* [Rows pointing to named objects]
◇ ◇ ◇
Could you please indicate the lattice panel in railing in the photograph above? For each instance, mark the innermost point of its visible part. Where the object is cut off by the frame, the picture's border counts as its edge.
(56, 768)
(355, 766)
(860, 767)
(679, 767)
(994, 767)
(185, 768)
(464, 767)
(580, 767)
◇ ◇ ◇
Please rename "lattice panel" to "grille panel" throughout the rows above, leaving everything else unchanged.

Could you please indicate the grille panel in railing in the photograph above? For each instance, mark the innermost point of its visible part. Where the object is cut off by the frame, the picture's border counts as its edge.
(56, 768)
(355, 766)
(860, 767)
(679, 767)
(994, 767)
(185, 768)
(464, 767)
(580, 767)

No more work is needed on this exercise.